## BEGIN

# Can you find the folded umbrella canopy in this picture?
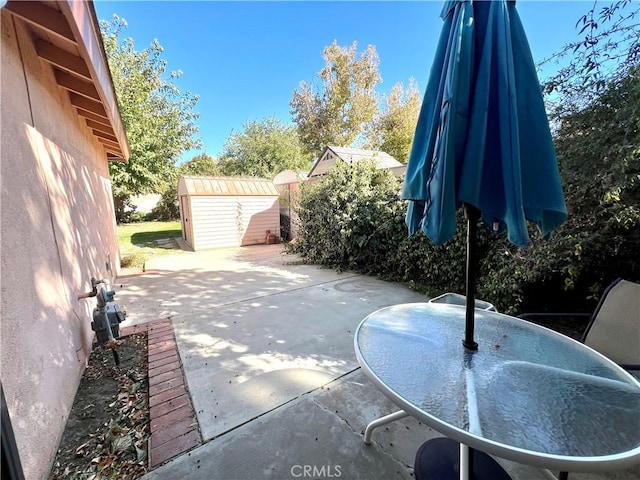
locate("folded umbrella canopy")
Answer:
[402,0,567,348]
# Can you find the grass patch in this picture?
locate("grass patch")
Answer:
[118,222,182,269]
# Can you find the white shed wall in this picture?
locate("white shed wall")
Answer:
[190,196,280,250]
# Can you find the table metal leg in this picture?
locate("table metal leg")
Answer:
[460,443,472,480]
[364,410,409,445]
[538,468,569,480]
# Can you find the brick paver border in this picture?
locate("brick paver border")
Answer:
[120,319,202,469]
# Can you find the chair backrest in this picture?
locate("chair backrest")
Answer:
[583,280,640,365]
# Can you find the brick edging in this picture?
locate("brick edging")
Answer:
[121,319,202,469]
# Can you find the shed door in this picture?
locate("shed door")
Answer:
[180,195,193,247]
[191,196,244,249]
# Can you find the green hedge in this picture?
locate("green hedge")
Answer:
[290,158,638,314]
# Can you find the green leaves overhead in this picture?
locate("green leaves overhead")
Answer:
[220,118,310,178]
[100,15,200,196]
[290,40,382,155]
[367,78,420,163]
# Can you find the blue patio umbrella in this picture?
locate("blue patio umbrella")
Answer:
[402,0,567,349]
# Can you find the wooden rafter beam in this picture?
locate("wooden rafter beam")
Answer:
[55,70,101,102]
[36,39,93,82]
[6,0,77,45]
[96,135,122,152]
[92,130,118,145]
[76,107,111,127]
[69,92,109,118]
[85,118,116,138]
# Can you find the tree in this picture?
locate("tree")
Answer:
[367,78,420,163]
[100,15,200,207]
[540,0,640,120]
[220,117,310,178]
[290,40,381,155]
[148,153,222,221]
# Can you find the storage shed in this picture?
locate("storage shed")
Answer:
[178,175,280,250]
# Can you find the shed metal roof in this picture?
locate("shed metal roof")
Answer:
[178,175,279,196]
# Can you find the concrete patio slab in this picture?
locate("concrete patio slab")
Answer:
[116,245,640,480]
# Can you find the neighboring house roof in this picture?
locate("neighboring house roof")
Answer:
[178,175,280,196]
[309,145,402,177]
[5,0,130,161]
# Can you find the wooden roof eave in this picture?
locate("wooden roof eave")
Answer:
[6,0,130,162]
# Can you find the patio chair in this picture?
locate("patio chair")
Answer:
[518,278,640,374]
[518,278,640,480]
[414,437,511,480]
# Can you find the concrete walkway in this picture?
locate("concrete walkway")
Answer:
[116,245,640,480]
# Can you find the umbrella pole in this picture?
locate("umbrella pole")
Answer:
[462,203,480,350]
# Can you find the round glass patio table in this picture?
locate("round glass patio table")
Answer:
[354,303,640,472]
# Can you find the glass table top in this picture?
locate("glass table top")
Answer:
[355,303,640,471]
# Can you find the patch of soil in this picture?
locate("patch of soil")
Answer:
[49,334,149,480]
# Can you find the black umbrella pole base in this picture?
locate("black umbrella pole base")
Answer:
[462,338,478,352]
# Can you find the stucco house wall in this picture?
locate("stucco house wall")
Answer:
[0,2,127,479]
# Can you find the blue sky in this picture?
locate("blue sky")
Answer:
[95,0,593,160]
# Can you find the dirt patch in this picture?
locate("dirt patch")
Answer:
[50,334,149,480]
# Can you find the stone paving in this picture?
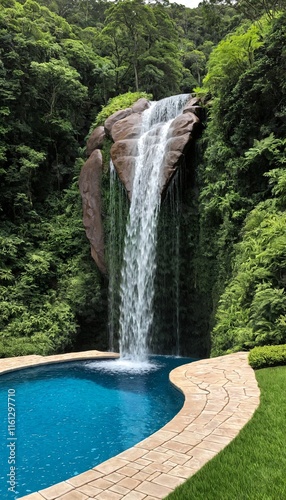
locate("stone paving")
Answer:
[0,351,260,500]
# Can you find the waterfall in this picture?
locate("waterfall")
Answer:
[119,95,189,361]
[108,161,127,351]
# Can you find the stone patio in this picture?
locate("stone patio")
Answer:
[0,351,259,500]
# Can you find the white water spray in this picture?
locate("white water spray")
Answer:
[119,95,189,361]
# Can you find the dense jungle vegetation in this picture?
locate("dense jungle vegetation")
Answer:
[0,0,286,357]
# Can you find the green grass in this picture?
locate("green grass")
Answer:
[167,366,286,500]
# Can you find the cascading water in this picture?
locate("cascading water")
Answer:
[119,95,189,361]
[108,161,127,351]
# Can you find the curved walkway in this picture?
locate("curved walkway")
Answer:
[0,351,259,500]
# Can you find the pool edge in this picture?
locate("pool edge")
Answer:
[0,351,260,500]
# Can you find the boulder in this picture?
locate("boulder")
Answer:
[110,156,136,200]
[79,149,107,274]
[111,113,142,142]
[86,126,105,156]
[168,112,200,138]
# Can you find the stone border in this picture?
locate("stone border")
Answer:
[0,351,260,500]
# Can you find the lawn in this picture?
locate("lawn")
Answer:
[167,366,286,500]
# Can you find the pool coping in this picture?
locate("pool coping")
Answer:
[0,351,260,500]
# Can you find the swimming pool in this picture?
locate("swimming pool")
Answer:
[0,356,192,500]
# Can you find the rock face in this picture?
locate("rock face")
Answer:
[79,97,201,273]
[86,127,105,156]
[109,98,201,199]
[79,149,106,274]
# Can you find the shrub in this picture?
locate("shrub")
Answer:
[90,92,152,132]
[248,344,286,369]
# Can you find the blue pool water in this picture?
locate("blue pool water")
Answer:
[0,356,192,500]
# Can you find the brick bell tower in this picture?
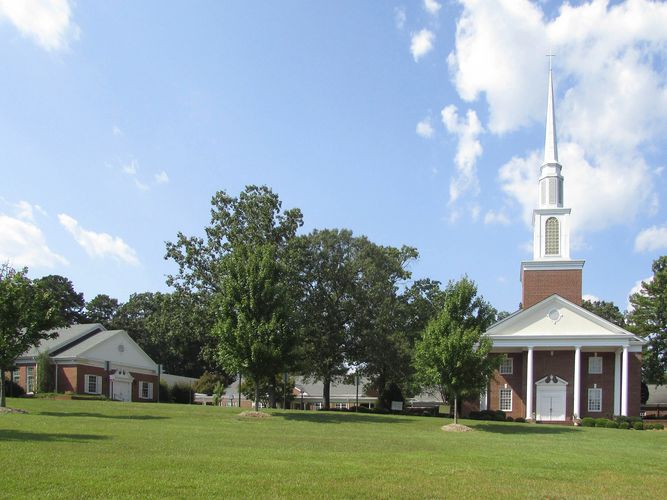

## END

WRITTEN TASK: Render the records from their start through the line containing "[190,196,280,250]", inclusive, as a Markdown table with the columns Row and Line, numbering the rows and omitting blank lines and the pictures.

COMPLETE OUTPUT:
| Row | Line |
|---|---|
| 1 | # Can you find the folded umbrella canopy in this picture? |
| 2 | locate("folded umbrella canopy") |
| 3 | Answer: |
| 4 | [402,0,567,348] |
| 5 | # Can you find the grass patch in this picture? |
| 6 | locate("grass patch") |
| 7 | Answer: |
| 8 | [118,222,182,269] |
| 9 | # Can you find the white shed wall in this picture? |
| 10 | locate("white shed wall") |
| 11 | Answer: |
| 12 | [190,196,280,250] |